__Задание 1__
Согласно фрагменту документа, сколько платили в день людям, которые провожали женщину на работу и встречали ее?

* * *

Я никогда не сталкивался с таким потоком: с трагедии прошла неделя, а на меня все лились и лились истории, слова, людская боль. Мое горе тоже хотело найти верную форму, желание помогать, желание справедливости не давало мне сидеть спокойно.
В самом начале мне написала женщина; сказала, что стала жертвой бытового насилия. Она писала нам из Темиртау. Ее проблема резала сердце, и мне хотелось ей помочь во что бы то ни стало. Я начал искать знакомых и друзей в Темиртау. Там у меня практически никого нет, я был абсолютно растерян. Но действовать было нужно обязательно. Женщине угрожали, взламывали ее квартиру. Она съехала на съемное жилье, боялась ходить на работу и водить ребенка в садик.
Пока решался вопрос с жильем, мы наняли ей охрану и платили специальным людям по сто долларов в день, чтобы они провожали и встречали ее с работы. Но содержать охрану постоянно накладно и неудобно человеку, самому оказавшемуся в такой ситуации. И мы начали искать новые решения. Я подумал: поскольку есть люди, которым нужна помощь, и есть много тех, кто хочет помочь нашей семье, то нужно соединить два кусочка пазла.
Тогда я создал две анкеты: одну для волонтеров, вторую – для пострадавших от домашнего насилия. В итоге была собрана группа поддержки для пострадавших, в которую обязательно входили психолог и юрист. Это положило начало моей волонтерской деятельности.

* * *

__Задание 2__
Оформите строки листинга ниже, от строки с «Question. Place a dot on every instance of the yarn» до последней строки листинга включительно, как таблицу Markdown со столбцами «Номер» и «Строка», пропустив пустые строки.

* * *

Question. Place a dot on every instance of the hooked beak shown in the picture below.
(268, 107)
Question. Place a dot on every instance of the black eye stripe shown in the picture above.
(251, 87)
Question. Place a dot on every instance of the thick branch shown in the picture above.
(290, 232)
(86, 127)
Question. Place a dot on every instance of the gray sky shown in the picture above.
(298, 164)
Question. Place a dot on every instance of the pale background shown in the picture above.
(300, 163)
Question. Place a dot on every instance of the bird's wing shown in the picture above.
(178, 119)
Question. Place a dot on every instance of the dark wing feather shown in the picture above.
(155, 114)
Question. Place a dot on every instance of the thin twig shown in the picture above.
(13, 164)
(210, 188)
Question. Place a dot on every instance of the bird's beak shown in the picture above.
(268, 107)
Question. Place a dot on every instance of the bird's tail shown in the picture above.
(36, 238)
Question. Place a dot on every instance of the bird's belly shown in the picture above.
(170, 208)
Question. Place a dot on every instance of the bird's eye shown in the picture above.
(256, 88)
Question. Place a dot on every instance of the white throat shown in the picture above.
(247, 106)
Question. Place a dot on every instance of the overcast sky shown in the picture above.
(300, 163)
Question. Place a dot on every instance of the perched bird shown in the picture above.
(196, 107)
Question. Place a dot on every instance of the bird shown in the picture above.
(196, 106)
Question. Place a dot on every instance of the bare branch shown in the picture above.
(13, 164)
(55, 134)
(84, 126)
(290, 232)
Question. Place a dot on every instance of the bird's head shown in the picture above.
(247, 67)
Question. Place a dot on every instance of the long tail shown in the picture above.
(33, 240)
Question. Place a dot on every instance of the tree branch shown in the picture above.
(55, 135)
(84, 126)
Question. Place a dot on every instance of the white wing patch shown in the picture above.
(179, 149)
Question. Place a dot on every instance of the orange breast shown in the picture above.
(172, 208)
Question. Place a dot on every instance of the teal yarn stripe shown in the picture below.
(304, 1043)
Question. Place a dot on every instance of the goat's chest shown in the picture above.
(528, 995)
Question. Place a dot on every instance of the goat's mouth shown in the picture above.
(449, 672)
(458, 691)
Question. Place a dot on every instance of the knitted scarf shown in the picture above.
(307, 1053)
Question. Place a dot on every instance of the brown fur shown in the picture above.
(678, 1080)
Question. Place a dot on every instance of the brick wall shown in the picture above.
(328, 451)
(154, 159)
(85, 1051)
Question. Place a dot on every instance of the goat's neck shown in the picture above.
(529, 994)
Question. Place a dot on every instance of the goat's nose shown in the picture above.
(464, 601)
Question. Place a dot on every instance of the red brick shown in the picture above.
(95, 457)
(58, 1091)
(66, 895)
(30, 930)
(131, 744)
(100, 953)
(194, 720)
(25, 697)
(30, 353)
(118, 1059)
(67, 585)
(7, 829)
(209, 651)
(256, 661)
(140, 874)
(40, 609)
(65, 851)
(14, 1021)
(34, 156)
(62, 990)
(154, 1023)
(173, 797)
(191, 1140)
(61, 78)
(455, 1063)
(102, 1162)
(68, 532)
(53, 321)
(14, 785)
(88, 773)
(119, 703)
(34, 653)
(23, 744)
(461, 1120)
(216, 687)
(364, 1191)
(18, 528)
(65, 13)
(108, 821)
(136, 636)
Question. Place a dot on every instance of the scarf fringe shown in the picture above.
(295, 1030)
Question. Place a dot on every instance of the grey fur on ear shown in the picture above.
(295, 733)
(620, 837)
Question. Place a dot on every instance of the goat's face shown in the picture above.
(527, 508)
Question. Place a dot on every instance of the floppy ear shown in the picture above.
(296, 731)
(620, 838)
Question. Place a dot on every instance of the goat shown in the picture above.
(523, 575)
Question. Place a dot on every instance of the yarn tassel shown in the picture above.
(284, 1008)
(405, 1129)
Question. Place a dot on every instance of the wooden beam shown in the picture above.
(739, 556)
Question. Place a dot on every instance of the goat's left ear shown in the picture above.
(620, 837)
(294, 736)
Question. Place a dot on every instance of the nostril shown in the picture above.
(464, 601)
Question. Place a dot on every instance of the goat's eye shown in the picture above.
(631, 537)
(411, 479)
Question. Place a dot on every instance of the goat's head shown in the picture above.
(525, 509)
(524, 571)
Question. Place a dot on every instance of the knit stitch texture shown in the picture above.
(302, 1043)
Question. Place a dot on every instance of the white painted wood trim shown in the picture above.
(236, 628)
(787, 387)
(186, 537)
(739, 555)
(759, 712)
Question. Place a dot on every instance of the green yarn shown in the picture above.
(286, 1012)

* * *

__Правильный ответ 1__
По сто долларов в день.

__Правильный ответ 2__
| Номер | Строка |
|---|---|
| 1 | Question. Place a dot on every instance of the yarn tassel shown in the picture above. |
| 2 | (284, 1008) |
| 3 | (405, 1129) |
| 4 | Question. Place a dot on every instance of the wooden beam shown in the picture above. |
| 5 | (739, 556) |
| 6 | Question. Place a dot on every instance of the goat's left ear shown in the picture above. |
| 7 | (620, 837) |
| 8 | (294, 736) |
| 9 | Question. Place a dot on every instance of the nostril shown in the picture above. |
| 10 | (464, 601) |
| 11 | Question. Place a dot on every instance of the goat's eye shown in the picture above. |
| 12 | (631, 537) |
| 13 | (411, 479) |
| 14 | Question. Place a dot on every instance of the goat's head shown in the picture above. |
| 15 | (525, 509) |
| 16 | (524, 571) |
| 17 | Question. Place a dot on every instance of the knit stitch texture shown in the picture above. |
| 18 | (302, 1043) |
| 19 | Question. Place a dot on every instance of the white painted wood trim shown in the picture above. |
| 20 | (236, 628) |
| 21 | (787, 387) |
| 22 | (186, 537) |
| 23 | (739, 555) |
| 24 | (759, 712) |
| 25 | Question. Place a dot on every instance of the green yarn shown in the picture above. |
| 26 | (286, 1012) |